▶ Problem details
Reproduce, unchanged, the part of the material that begins with the line containing "One pin per instance of the distant" and ends with the line containing "<point>52,126</point>", both of those lines included.

▶ Stored items
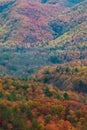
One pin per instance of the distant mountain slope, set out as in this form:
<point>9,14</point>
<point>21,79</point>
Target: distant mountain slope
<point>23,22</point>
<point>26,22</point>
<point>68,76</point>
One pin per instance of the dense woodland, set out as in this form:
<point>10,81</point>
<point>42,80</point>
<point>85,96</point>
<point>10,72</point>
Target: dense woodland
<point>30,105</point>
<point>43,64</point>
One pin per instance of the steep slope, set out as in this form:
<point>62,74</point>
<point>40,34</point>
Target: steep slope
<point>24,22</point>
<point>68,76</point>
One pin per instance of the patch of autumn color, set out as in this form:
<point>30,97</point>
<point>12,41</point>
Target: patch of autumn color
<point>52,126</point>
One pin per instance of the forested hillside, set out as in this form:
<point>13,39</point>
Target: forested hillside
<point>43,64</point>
--
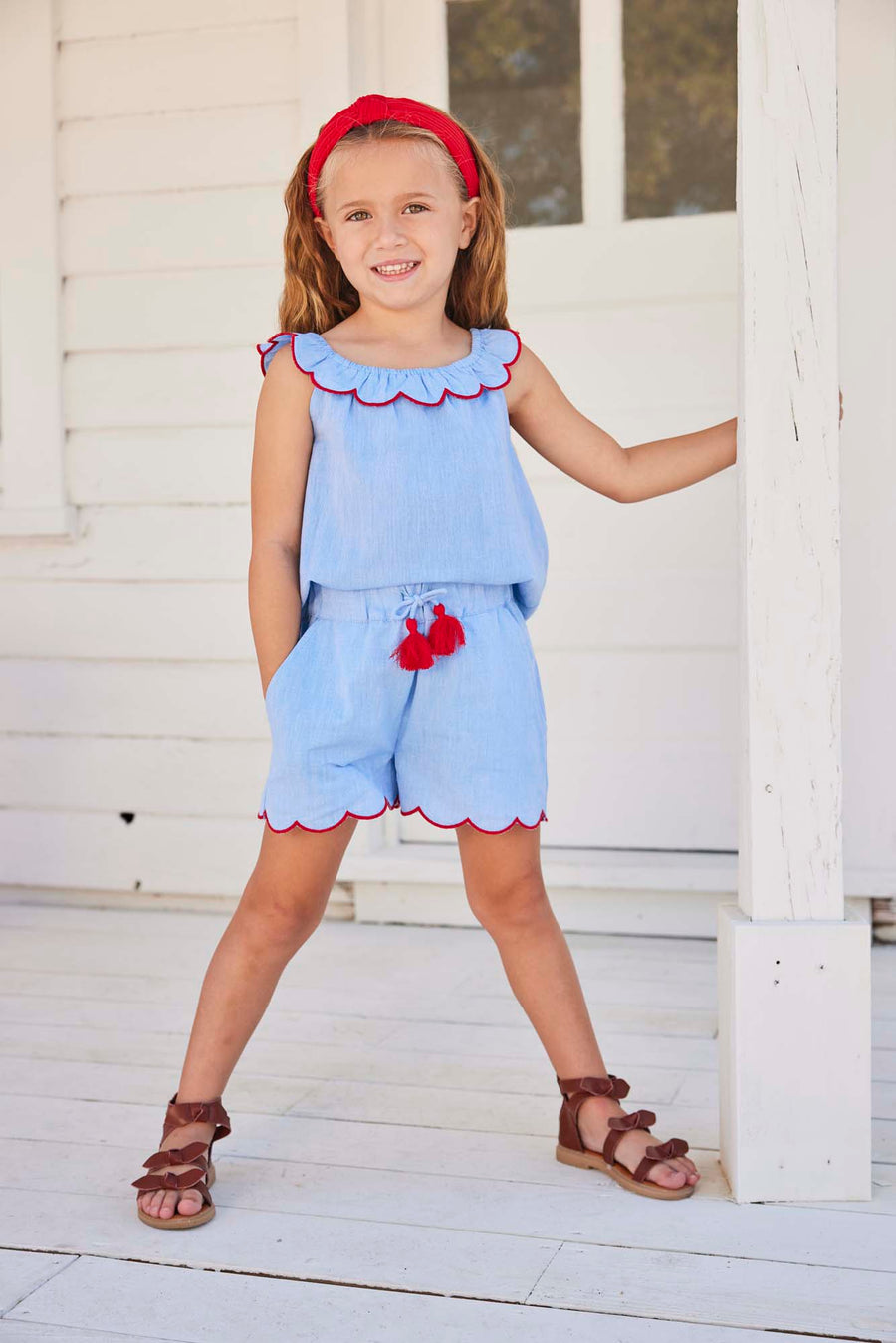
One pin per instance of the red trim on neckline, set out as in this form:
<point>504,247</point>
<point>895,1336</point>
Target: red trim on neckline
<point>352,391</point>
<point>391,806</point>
==
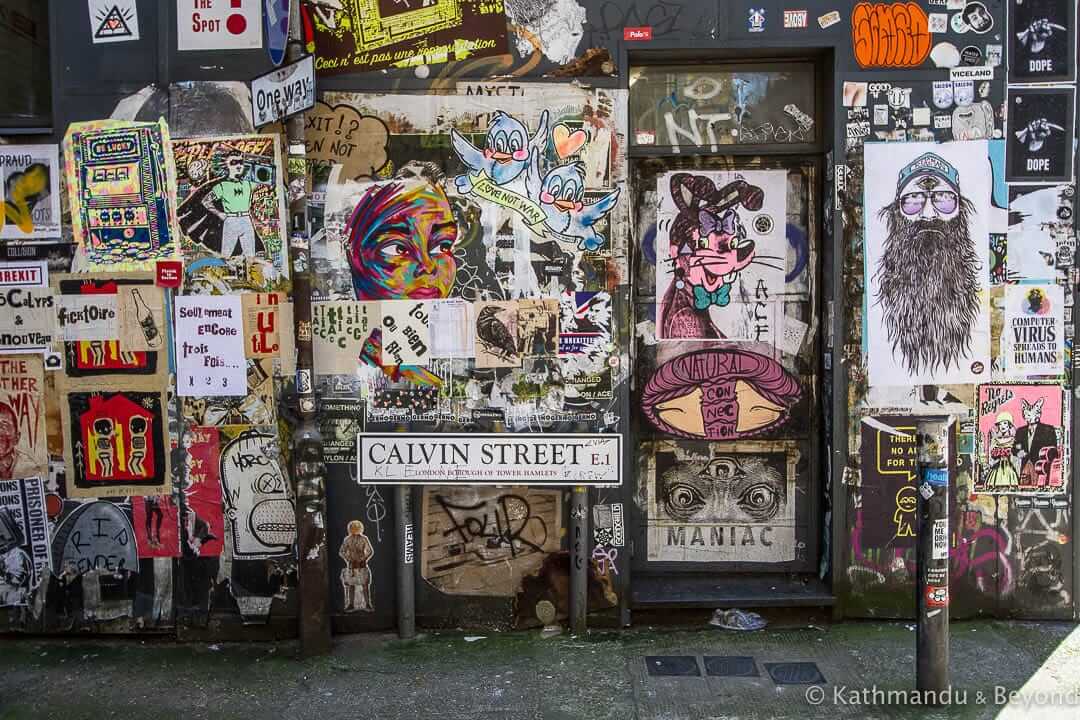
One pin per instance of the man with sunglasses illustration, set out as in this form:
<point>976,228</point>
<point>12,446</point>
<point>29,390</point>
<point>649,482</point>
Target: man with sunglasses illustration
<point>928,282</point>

▶ Written response
One pin per instance of the distant mountain slope, set out as in this form:
<point>9,14</point>
<point>21,79</point>
Target: distant mountain slope
<point>23,22</point>
<point>26,22</point>
<point>68,76</point>
One pin per instance of the dense woodland, set out as in this form:
<point>10,81</point>
<point>42,80</point>
<point>85,96</point>
<point>10,72</point>
Target: dense woodland
<point>30,105</point>
<point>43,64</point>
One pin per instance of the steep slope, set out as in this form:
<point>62,74</point>
<point>40,34</point>
Target: steep slope
<point>24,22</point>
<point>68,76</point>
One pin per instance of the patch of autumn color, set out as in this form:
<point>30,97</point>
<point>12,41</point>
Target: patch of autumn color
<point>52,126</point>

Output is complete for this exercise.